Hace un par de semanas, causaban general (y también efímera) consternación las imágenes de cientos de hombres de raza negra que se amontonaban en un solar –como si fuesen un rebaño que aguarda en el matadero–, después de intentar infructuosamente saltar la valla que separa Nador de Melilla. Muchos de aquellos hombres parecían heridos o contusos o inconscientes, como si acabaran de recibir una soberana paliza; y de vez en cuando se aproximaban a ellos policías marroquíes, para propinarles algún porrazo de propina. Varias decenas de aquellos hombres murieron en aquella jornada; pero nuestro inefable doctor Sánchez elogió sin ambages la «extraordinaria actuación» de la policía marroquí y calificó la operación de «bien resuelta». Inevitablemente, sus palabras causaron consternación y escándalo entre los corazones piadosos.
De repente, los corazones piadosos descubrían que nuestros gobernantes ‘subcontratan’ el control migratorio al gobierno marroquí, que apechuga gustosamente con las masacres de negros, para que nuestra Arcadia democrática se mantenga impoluta. Las muertes de esos negros importan poco, con tal de que no nos enteremos (‘negros que no se ven, corazón que no siente’), como tampoco nos importan –cuando la televisión no las divulga– las muertes de otros miles hacinados en pateras, o ahogados en el mar, o asfixiados en contenedores de mercancías, en su afán por cruzar fronteras. Al ‘externalizar’ los aspectos más desagradables del control migratorio, nuestros humanitarios gobernantes se proponían ‘sacar de foco’ a los negros, para evitar que nuestros piadosos corazones se sobresaltasen.

# # # # # # #

◆ **TAREAS**
#1 Según el artículo, ¿cómo calificó el doctor Sánchez la operación de la policía marroquí?
#2 Edite el tramo del artículo que va desde "De repente, los" hasta "corazones se sobresaltasen.", sustituyendo "gobernantes" por "dirigentes".

# # # # # # #

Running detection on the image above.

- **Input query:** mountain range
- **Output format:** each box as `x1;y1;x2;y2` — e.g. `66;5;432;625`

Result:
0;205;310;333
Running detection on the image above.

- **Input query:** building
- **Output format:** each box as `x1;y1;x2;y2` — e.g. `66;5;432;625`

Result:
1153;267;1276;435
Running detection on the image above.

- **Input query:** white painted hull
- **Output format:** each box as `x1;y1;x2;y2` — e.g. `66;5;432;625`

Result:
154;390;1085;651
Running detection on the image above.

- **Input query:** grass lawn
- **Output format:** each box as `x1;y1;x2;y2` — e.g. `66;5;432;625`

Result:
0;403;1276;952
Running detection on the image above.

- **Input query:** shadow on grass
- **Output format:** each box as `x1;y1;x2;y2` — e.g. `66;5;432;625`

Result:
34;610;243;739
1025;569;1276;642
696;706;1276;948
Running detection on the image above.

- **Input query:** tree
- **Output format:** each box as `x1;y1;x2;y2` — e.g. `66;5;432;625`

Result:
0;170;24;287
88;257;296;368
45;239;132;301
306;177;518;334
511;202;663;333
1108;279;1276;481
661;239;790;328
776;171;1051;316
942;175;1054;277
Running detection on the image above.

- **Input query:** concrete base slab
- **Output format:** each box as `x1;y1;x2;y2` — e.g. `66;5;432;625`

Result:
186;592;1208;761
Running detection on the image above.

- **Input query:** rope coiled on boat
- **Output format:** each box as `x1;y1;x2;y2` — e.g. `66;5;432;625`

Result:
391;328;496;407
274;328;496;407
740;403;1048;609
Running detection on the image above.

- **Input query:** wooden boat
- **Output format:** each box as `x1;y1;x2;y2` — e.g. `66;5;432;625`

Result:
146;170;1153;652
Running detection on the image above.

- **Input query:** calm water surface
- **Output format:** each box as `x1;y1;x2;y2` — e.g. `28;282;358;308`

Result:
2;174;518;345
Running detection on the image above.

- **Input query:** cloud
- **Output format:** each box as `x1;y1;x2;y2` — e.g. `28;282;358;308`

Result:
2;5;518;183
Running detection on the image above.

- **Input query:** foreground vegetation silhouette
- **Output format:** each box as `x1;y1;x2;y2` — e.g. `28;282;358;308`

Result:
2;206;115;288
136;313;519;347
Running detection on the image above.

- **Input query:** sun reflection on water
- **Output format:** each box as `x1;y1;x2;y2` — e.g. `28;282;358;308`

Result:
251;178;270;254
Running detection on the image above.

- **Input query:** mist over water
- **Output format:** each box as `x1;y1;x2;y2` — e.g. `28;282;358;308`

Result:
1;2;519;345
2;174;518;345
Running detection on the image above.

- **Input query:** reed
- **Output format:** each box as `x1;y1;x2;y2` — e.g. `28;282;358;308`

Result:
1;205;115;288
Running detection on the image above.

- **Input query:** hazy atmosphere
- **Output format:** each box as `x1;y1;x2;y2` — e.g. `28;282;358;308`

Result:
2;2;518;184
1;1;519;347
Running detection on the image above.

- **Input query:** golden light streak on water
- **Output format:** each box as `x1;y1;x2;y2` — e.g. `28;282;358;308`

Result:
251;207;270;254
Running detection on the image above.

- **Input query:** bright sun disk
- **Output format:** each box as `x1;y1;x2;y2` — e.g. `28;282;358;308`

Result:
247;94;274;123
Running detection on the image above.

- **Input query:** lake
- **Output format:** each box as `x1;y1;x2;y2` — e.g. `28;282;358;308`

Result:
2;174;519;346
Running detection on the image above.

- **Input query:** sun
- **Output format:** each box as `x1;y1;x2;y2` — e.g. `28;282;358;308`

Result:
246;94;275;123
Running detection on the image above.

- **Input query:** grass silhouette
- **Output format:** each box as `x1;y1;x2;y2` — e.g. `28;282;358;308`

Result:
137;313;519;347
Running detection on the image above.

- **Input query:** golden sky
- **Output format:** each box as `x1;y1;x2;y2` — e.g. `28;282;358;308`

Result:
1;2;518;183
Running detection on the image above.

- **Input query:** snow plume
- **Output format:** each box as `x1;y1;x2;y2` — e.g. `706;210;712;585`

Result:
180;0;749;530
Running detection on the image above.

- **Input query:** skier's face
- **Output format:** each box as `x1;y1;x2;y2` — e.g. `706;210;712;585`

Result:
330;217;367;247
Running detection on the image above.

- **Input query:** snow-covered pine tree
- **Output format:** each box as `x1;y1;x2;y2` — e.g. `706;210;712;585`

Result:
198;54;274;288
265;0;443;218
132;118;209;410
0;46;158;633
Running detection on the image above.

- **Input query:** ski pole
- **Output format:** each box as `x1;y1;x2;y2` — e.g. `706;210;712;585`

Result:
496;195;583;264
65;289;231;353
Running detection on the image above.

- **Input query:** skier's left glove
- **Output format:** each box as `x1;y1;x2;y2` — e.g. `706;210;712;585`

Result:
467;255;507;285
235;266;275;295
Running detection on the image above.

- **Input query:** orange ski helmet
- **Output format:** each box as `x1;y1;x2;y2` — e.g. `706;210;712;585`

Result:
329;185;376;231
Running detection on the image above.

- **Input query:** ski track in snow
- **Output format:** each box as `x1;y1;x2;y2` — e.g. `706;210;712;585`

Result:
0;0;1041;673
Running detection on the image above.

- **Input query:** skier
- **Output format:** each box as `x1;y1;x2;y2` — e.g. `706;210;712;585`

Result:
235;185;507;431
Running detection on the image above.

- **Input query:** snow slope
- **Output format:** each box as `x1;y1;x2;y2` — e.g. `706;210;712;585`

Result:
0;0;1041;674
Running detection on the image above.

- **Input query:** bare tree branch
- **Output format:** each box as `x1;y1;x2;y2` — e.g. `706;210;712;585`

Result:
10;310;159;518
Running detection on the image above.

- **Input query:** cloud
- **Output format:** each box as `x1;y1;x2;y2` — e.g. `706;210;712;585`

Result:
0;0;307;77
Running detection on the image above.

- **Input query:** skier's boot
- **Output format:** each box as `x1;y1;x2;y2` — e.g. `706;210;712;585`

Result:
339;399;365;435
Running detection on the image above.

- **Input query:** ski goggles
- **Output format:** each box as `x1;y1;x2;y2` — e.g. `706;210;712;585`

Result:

# # # # # # #

◆ **SOLUCIONES POR TAREA**
#1 La calificó de «bien resuelta».

#2
De repente, los corazones piadosos descubrían que nuestros dirigentes ‘subcontratan’ el control migratorio al gobierno marroquí, que apechuga gustosamente con las masacres de negros, para que nuestra Arcadia democrática se mantenga impoluta. Las muertes de esos negros importan poco, con tal de que no nos enteremos (‘negros que no se ven, corazón que no siente’), como tampoco nos importan –cuando la televisión no las divulga– las muertes de otros miles hacinados en pateras, o ahogados en el mar, o asfixiados en contenedores de mercancías, en su afán por cruzar fronteras. Al ‘externalizar’ los aspectos más desagradables del control migratorio, nuestros humanitarios dirigentes se proponían ‘sacar de foco’ a los negros, para evitar que nuestros piadosos corazones se sobresaltasen.